§ **EXERCICES À TRAITER**
**a.** Dans le texte sur la réforme fiscale, résumez sous forme de liste le paragraphe qui commence par « L’objectif premier de cette réforme », en gardant ses faits principaux.
**b.** Poursuivez le texte sur la réforme fiscale à partir de sa dernière phrase.

La troisième réforme de la fiscalité des entreprises intervient dans ce contexte de défiscalisation massive.
Si le canton voisin de Vaud se permet de l’aborder avec arrogance, c’est précisément que ce canton n’a pas procédé à la baisse de la fiscalité des personnes physiques, et dégage des excédents de recettes considérables (1,3 milliard pour le canton et les communes). Ce n’est absolument pas le cas de Genève, pour laquelle cette réforme s’annonce comme un cataclysme : sans qu’on connaisse exactement 8
le montant de la facture à payer, celle-ci sera de plusieurs centaines de millions, entre 500 et 1 milliard, soit entre la moitié et la totalité des postes du petit État.
L’objectif premier de cette réforme est de supprimer les différences de statut fiscal en entreprises étrangères et suisses, qui ont fait de la Suisse un paradis fiscal pour les premières. Mais les milieux patronaux et le Conseil fédéral et les chambres fédérales introduisent dans le projet des baisses fiscales sans aucun lien avec la suppression des statuts fiscaux spéciaux, qui auront des conséquences dramatiques pour certains cantons et pour la Confédération, dans le seul but de permettre aux entreprises d’accroître leurs profits : suppression du droit de timbre, défiscalisation des revenus de la propriété intellectuelle (« patent box ») et de la R&D, allégements supplémentaires de l’impôt sur le capital, possibilité de baisser l’impôt cantonal sur le bénéfice, ou encore déduction des intérêts notionnels.
Une telle réforme devra être combattue au niveau national. La Confédération va perdre plusieurs milliards (les montants avancés aujourd’hui sont probablement sous-estimés) et a déjà annoncé des coupes dans la formation, pourtant indispensable dans notre pays, l’aide au développement notamment. Les conditions de travail du personnel de la Confédération sont attaquées directement. Le dumping fiscal inter cantonal s’accroîtra : 14 cantons ont annoncé des baisses, pouvant descendre jusqu’à 12%.

§ **SECTION DES DONNÉES**
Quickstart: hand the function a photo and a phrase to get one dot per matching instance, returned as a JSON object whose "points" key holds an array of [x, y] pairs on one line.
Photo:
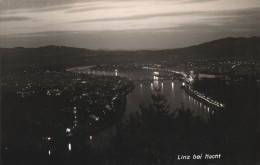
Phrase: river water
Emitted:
{"points": [[145, 82]]}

§ **RÉPONSES DE L'EXERCICE**
**a.**
- Objectif premier : supprimer les différences de statut fiscal entre entreprises étrangères et suisses, qui ont fait de la Suisse un paradis fiscal pour les premières.
- Les milieux patronaux, le Conseil fédéral et les chambres fédérales ajoutent des baisses fiscales sans lien avec la suppression des statuts spéciaux.
- Ces baisses visent seulement à accroître les profits des entreprises et auront des conséquences dramatiques pour certains cantons et pour la Confédération.
- Mesures prévues :
  - suppression du droit de timbre ;
  - défiscalisation des revenus de la propriété intellectuelle (« patent box ») et de la R&D ;
  - allégements supplémentaires de l’impôt sur le capital ;
  - possibilité de baisser l’impôt cantonal sur le bénéfice ;
  - déduction des intérêts notionnels.

**b.**
Au niveau genevois, le Conseil d’État annonce depuis 2012 une baisse à 13%, contre 24% actuellement de l’imposition du bénéfice des entreprises, sans prendre aucune autre mesure. Il brade ainsi purement et simplement le service public au nom de cadeaux fiscaux, sans chercher aucune mesure pour éviter ces impacts destructeurs.
Les entreprises à statut, qui ont profité d’exonérations scandaleuses à l’échelle internationale, verront une augmentation de 2 à 3% de leur impôt.
Les entreprises ordinaires verront par contre leur fiscalité baisser sans qu’elles n’aient rien à faire. Le montant de ces baisses est estimé à plus de 800 millions, que les entreprises garderont et qui seront perdus pour la production de services publics. Pour Genève, la baisse atteint presque 70% de l’impôt actuel!
Les entreprises ont annoncé être d’accord de verser une compensation d’une cinquantaine de millions par année. Celle représente à peine plus de 6% du montant qu’elles économiseront, soit des cacahouètes. En échange, elles obtiendront des droits de décisions dans les domaines qu’elles financeront, et qui sont du ressort de la gouvernance publique, comme c’est le cas dans le domaine de la petite enfance.
La Confédération a annoncé compenser une partie des pertes cantonales, et pour Genève, cette compensation se monterait à 130 à 150 millions, soit environ un cinquième des pertes.
Pour le Conseil d’État et la majorité parlementaire pro patronale, le reste de facture, la plus grande part, est à payer par la fonction publique et les secteurs subventionnés et la population, via la dégradation des prestations.
Une telle baisse est clairement irresponsable, et occasionnera une série de conséquences désastreuses :
- Dégradations des conditions de travail pour des dizaines de milliers de salarié-e-s
- Dégradation des prestations pour l’ensemble de la population; probablement en premier lieu les plus démunis, selon la logique chère à la majorité;
- Accroissement de l’incapacité de réponse aux besoins de la population;
- Coupes dans les subventions;
- Risque de privatisation à grande échelle.
- Nous sommes persuadés qu’il existe une marge de manoeuvre pour éviter dans une très forte mesure les pertes d’emploi.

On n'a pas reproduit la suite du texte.